• **本文**
最も有名な明智光秀の首塚は、京都市東山区梅宮町にあります。京都市営地下鉄東西線「東山駅」1番出口から徒歩約5分、白川沿いの狭い路地の途中にひっそりと佇んでいます。24時間拝観可能で参拝料も無料ですが、住宅街の路地にあるため、周辺住民への配慮が必要です。
Q2. 明智光秀の首塚はなぜ複数あるのですか?
光秀を慕った地元の人々が各地で供養塚を築いたためと考えられます。丹波亀山や近江坂本では光秀が善政を敷いた地であり、「私たちの光秀公を偲ぶ場所を持ちたい」という信仰的な動機が、京都・亀岡・坂本など複数の首塚を生み出したと伝えられています。真の首の所在よりも、地元の思いが優先された結果と言えるでしょう。
Q3. 明智光秀の最期の地はどこですか?
光秀の最期の地は、京都市伏見区の小栗栖と伝えられています。1582年6月13日深夜から14日未明にかけて、山崎の戦いで敗れた光秀が坂本城を目指して落ち延びる途中、竹藪に潜んでいた土民たちの落ち武者狩りに遭い、竹槍で刺されて重傷を負い、家臣の介錯で自害したとされます。享年55(諸説あり)でした。
Q4. 明智光秀の首塚を訪ねる際の注意点はありますか?

• **資料データ**

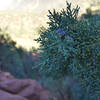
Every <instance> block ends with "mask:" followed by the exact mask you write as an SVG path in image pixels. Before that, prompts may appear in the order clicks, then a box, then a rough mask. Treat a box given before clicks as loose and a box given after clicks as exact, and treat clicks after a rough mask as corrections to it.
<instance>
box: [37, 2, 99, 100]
mask: <svg viewBox="0 0 100 100" xmlns="http://www.w3.org/2000/svg"><path fill="white" fill-rule="evenodd" d="M78 11H79V7H78V6H77V7H76V8H73V9H72V8H71V4H70V3H67V8H66V10H64V9H63V10H61V11H60V12H57V11H55V10H53V12H51V11H49V15H48V18H49V22H47V24H48V25H49V27H48V28H44V27H41V29H40V37H39V38H38V39H36V41H37V42H39V43H40V51H41V54H42V56H40V58H41V62H40V64H39V66H40V72H41V73H42V74H44V75H46V76H51V77H53V78H61V77H64V76H66V75H72V76H73V77H75V78H77V79H79V80H80V82H81V85H82V87H84V88H83V89H85V91H86V93H87V95H88V99H87V100H89V99H90V100H100V97H99V96H100V86H99V84H100V72H99V71H100V29H99V28H98V27H97V26H96V25H94V24H93V25H91V24H90V23H88V22H87V21H84V20H78V18H77V16H78ZM98 98H99V99H98ZM84 100H86V99H84Z"/></svg>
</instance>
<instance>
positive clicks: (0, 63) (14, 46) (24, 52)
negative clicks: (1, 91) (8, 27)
mask: <svg viewBox="0 0 100 100" xmlns="http://www.w3.org/2000/svg"><path fill="white" fill-rule="evenodd" d="M8 34H9V33H6V32H5V31H4V30H1V31H0V70H2V71H8V72H10V73H11V74H12V75H14V76H15V77H17V78H36V77H37V75H38V74H37V72H36V70H33V69H32V68H33V66H34V63H35V59H36V58H35V57H34V56H33V55H32V53H33V52H32V51H30V52H27V51H26V50H25V49H23V48H22V47H16V42H14V41H13V40H12V39H11V37H10V36H9V35H8Z"/></svg>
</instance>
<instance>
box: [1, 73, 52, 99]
mask: <svg viewBox="0 0 100 100" xmlns="http://www.w3.org/2000/svg"><path fill="white" fill-rule="evenodd" d="M49 97H50V92H49V91H48V90H46V89H44V88H43V87H42V86H41V85H40V83H38V82H37V81H36V80H31V79H16V78H14V77H13V76H12V75H10V74H9V73H7V72H1V73H0V100H49ZM1 98H2V99H1Z"/></svg>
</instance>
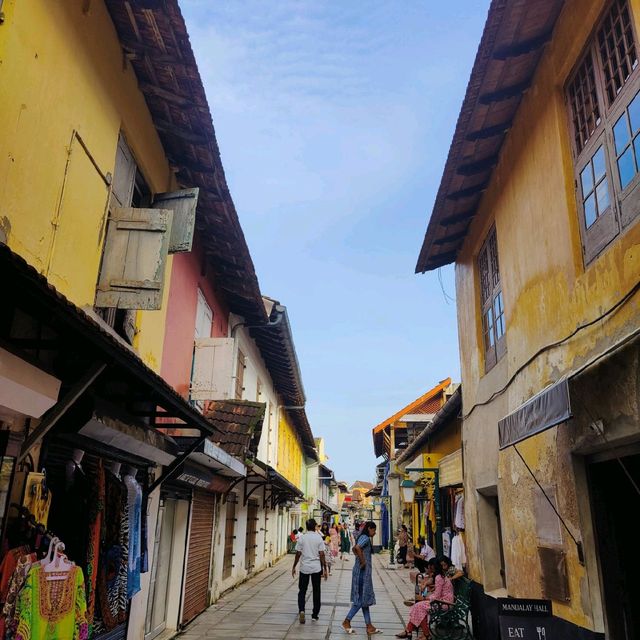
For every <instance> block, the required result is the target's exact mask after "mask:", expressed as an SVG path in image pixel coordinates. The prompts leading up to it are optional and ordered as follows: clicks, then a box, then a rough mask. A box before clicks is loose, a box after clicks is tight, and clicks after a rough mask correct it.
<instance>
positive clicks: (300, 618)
mask: <svg viewBox="0 0 640 640" xmlns="http://www.w3.org/2000/svg"><path fill="white" fill-rule="evenodd" d="M298 562H300V578H299V579H298V616H299V618H300V624H304V622H305V620H304V601H305V599H306V596H307V588H308V587H309V578H311V585H312V588H313V612H312V613H311V618H312V620H317V619H318V614H319V613H320V578H321V577H324V579H325V580H326V579H327V564H326V561H325V556H324V540H323V539H322V536H321V535H320V534H319V533H316V521H315V520H313V518H312V519H311V520H307V530H306V531H305V533H303V534H302V535H301V536H300V539H299V540H298V542H297V543H296V557H295V560H294V561H293V569H291V575H292V576H293V577H294V578H295V577H296V567H297V566H298Z"/></svg>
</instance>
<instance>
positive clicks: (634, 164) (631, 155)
mask: <svg viewBox="0 0 640 640" xmlns="http://www.w3.org/2000/svg"><path fill="white" fill-rule="evenodd" d="M618 172H619V173H620V186H621V187H622V188H623V189H624V188H625V187H626V186H627V185H628V184H629V183H630V182H631V180H633V176H634V175H635V174H636V165H635V161H634V159H633V149H632V148H631V147H629V148H628V149H627V150H626V151H625V152H624V153H623V154H622V155H621V156H620V158H619V159H618Z"/></svg>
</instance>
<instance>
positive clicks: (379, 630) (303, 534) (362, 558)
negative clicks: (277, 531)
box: [291, 519, 381, 635]
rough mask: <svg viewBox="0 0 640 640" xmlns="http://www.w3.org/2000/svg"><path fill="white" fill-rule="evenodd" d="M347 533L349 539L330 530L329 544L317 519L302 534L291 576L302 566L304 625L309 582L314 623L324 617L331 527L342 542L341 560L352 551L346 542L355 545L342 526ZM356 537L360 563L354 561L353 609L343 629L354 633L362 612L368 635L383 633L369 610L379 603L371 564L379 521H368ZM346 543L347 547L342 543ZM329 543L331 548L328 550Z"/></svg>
mask: <svg viewBox="0 0 640 640" xmlns="http://www.w3.org/2000/svg"><path fill="white" fill-rule="evenodd" d="M341 526H342V527H343V532H344V533H345V534H346V538H347V539H346V540H344V536H343V535H341V533H342V532H340V533H339V531H338V528H337V526H334V527H328V528H327V531H328V536H329V542H328V543H327V542H325V540H324V539H323V535H322V534H323V533H324V531H323V530H322V526H321V527H318V525H317V523H316V521H315V520H313V519H310V520H307V523H306V527H307V529H306V531H305V532H303V533H301V534H300V536H299V537H298V540H297V542H296V556H295V559H294V561H293V568H292V569H291V575H292V576H293V577H294V578H295V577H296V568H297V567H298V564H300V576H299V578H298V617H299V620H300V623H301V624H304V623H305V599H306V595H307V589H308V588H309V581H311V584H312V588H313V609H312V613H311V619H312V620H318V616H319V614H320V585H321V582H320V581H321V578H324V579H325V580H327V578H328V577H329V567H328V563H327V557H328V555H330V554H331V552H332V550H331V544H332V536H331V528H333V529H334V531H335V533H336V534H337V537H336V536H335V535H334V541H335V540H337V539H339V540H340V552H341V557H343V559H344V554H345V553H349V549H348V548H347V547H346V543H347V542H348V543H349V545H350V543H351V537H350V533H349V530H348V528H346V525H344V526H343V525H341ZM355 531H356V533H355V535H354V539H355V545H354V547H353V553H354V554H355V556H356V558H357V561H356V562H354V565H353V571H352V576H351V603H352V607H351V610H350V611H349V613H348V614H347V616H346V618H345V619H344V621H343V622H342V628H343V629H344V630H345V632H346V633H349V634H352V633H354V630H353V629H352V628H351V620H352V619H353V617H354V616H355V615H356V613H358V611H360V609H362V614H363V616H364V620H365V623H366V625H367V633H368V634H369V635H373V634H376V633H381V630H380V629H377V628H376V627H375V626H374V625H373V624H372V622H371V613H370V610H369V608H370V607H371V606H372V605H374V604H375V603H376V596H375V593H374V591H373V571H372V565H371V554H372V539H373V537H374V536H375V533H376V524H375V522H365V523H364V524H363V525H361V526H359V528H356V530H355ZM343 540H344V543H345V544H344V546H343V544H342V542H343ZM327 544H329V549H328V550H327Z"/></svg>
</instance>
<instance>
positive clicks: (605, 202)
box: [596, 178, 611, 215]
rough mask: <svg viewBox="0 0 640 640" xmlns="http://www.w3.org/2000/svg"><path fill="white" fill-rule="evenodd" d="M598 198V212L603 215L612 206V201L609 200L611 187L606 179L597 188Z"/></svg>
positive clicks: (599, 213) (596, 195) (600, 183)
mask: <svg viewBox="0 0 640 640" xmlns="http://www.w3.org/2000/svg"><path fill="white" fill-rule="evenodd" d="M596 196H597V200H598V212H599V214H600V215H602V214H603V213H604V212H605V211H606V210H607V209H608V208H609V205H610V204H611V200H610V198H609V185H608V184H607V179H606V178H605V179H604V180H603V181H602V182H601V183H600V184H599V185H598V186H597V187H596Z"/></svg>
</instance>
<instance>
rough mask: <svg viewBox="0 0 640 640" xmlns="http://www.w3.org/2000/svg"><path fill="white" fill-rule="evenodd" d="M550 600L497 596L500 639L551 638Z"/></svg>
mask: <svg viewBox="0 0 640 640" xmlns="http://www.w3.org/2000/svg"><path fill="white" fill-rule="evenodd" d="M552 615H553V614H552V611H551V600H528V599H523V598H498V621H499V624H500V638H501V640H513V639H514V638H517V639H518V640H553V637H552V635H551V621H552Z"/></svg>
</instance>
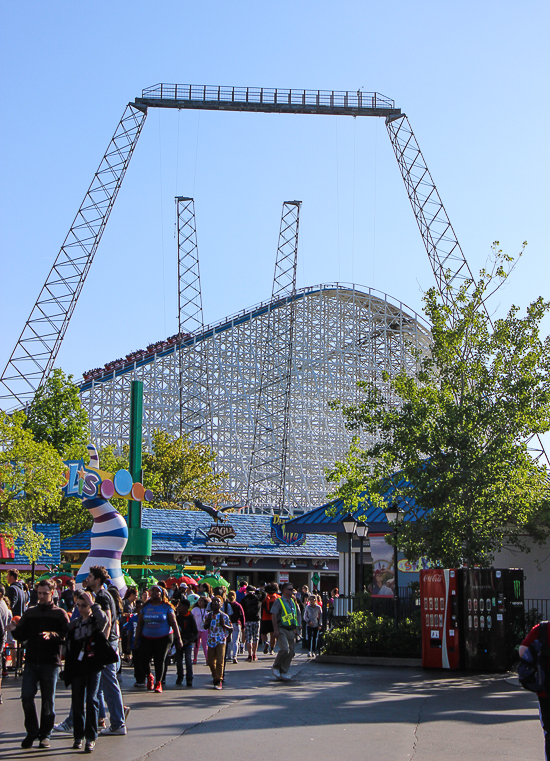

• **あなたの目標**
明智光秀の首塚に関する本文に基づいて、次の問いに答えなさい。
1. 京都市東山区の首塚へは、東山駅の何番出口から徒歩約何分か。
2. 光秀が善政を敷いた地として挙げられている二か所はどこか。
3. 光秀の最期の地はどこと伝えられているか。
記録は本文とは別の資料です。

• **記述解答**
1. 1番出口から徒歩約5分。
2. 丹波亀山と近江坂本。
3. 京都市伏見区の小栗栖。